-------- Text segment

From 554ebd647b2b6b12e1ea358831d97826efd605b3 Mon Sep 17 00:00:00 2001
From: Yuriy Tseretyan <yuriy.tseretyan@grafana.com>
Date: Tue, 12 Jul 2022 16:51:32 -0400
Subject: [PATCH] Alerting: Refactor Evaluator (#51673)

* AlertRule to return condition
* update ConditionEval to not return an error because it's always nil
* make getExprRequest private
* refactor executeCondition to just converter and move execution to the ConditionEval as this makes code more readable.
* log error if results have errors
* change signature of evaluate function to not return an error
---
 pkg/services/ngalert/api/api_testing.go      |  5 +-
 pkg/services/ngalert/api/api_testing_test.go |  4 +-
 pkg/services/ngalert/eval/eval.go            | 48 ++++++++++----------
 pkg/services/ngalert/eval/evaluator_mock.go  | 23 ++++------
 pkg/services/ngalert/models/alert_rule.go    |  8 ++++
 pkg/services/ngalert/schedule/schedule.go    | 22 ++++-----
 6 files changed, 51 insertions(+), 59 deletions(-)

diff --git a/pkg/services/ngalert/api/api_testing.go b/pkg/services/ngalert/api/api_testing.go
index 32fd5e4e1a92d..5ff65e3731c78 100644
--- a/pkg/services/ngalert/api/api_testing.go
+++ b/pkg/services/ngalert/api/api_testing.go
@@ -55,10 +55,7 @@ func (srv TestingApiSrv) RouteTestGrafanaRuleConfig(c *models.ReqContext, body a
 		now = timeNow()

----------------

◆ **Jobs**:
a - Translate this line from the evaluator refactor patch into Spanish: "update ConditionEval to not return an error because it's always nil"
b - Please write what comes next in the evaluator refactor patch, picking up after its last line.
The listing after this comes from a separate source.

-------- Collected data

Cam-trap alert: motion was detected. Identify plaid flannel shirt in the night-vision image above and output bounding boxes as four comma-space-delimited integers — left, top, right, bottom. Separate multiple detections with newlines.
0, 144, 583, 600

----------------

◆ **Responses to the tasks**:
a - actualizar ConditionEval para que no devuelva un error porque siempre es nil

b -
 	}
 
-	evalResults, err := srv.evaluator.ConditionEval(&evalCond, now)
-	if err != nil {
-		return ErrResp(http.StatusBadRequest, err, "Failed to evaluate conditions")
-	}
+	evalResults := srv.evaluator.ConditionEval(evalCond, now)
 
 	frame := evalResults.AsDataFrame()
 	return response.JSONStreaming(http.StatusOK, util.DynMap{
diff --git a/pkg/services/ngalert/api/api_testing_test.go b/pkg/services/ngalert/api/api_testing_test.go
index ecebe2eedab12..f2f33984bcbb5 100644
--- a/pkg/services/ngalert/api/api_testing_test.go
+++ b/pkg/services/ngalert/api/api_testing_test.go
@@ -69,7 +69,7 @@ func TestRouteTestGrafanaRuleConfig(t *testing.T) {
 
 			evaluator := &eval.FakeEvaluator{}
 			var result []eval.Result
-			evaluator.EXPECT().ConditionEval(mock.Anything, mock.Anything).Return(result, nil)
+			evaluator.EXPECT().ConditionEval(mock.Anything, mock.Anything).Return(result)
 
 			srv := createTestingApiSrv(ds, ac, evaluator)
 
@@ -109,7 +109,7 @@ func TestRouteTestGrafanaRuleConfig(t *testing.T) {
 
 			evaluator := &eval.FakeEvaluator{}
 			var result []eval.Result
-			evaluator.EXPECT().ConditionEval(mock.Anything, mock.Anything).Return(result, nil)
+			evaluator.EXPECT().ConditionEval(mock.Anything, mock.Anything).Return(result)
 
 			srv := createTestingApiSrv(ds, ac, evaluator)
 
diff --git a/pkg/services/ngalert/eval/eval.go b/pkg/services/ngalert/eval/eval.go
index c98abf8ff09c9..c5c942a207a7c 100644
--- a/pkg/services/ngalert/eval/eval.go
+++ b/pkg/services/ngalert/eval/eval.go
@@ -28,7 +28,7 @@ import (
 //go:generate mockery --name Evaluator --structname FakeEvaluator --inpackage --filename evaluator_mock.go --with-expecter
 type Evaluator interface {
 	// ConditionEval executes conditions and evaluates the result.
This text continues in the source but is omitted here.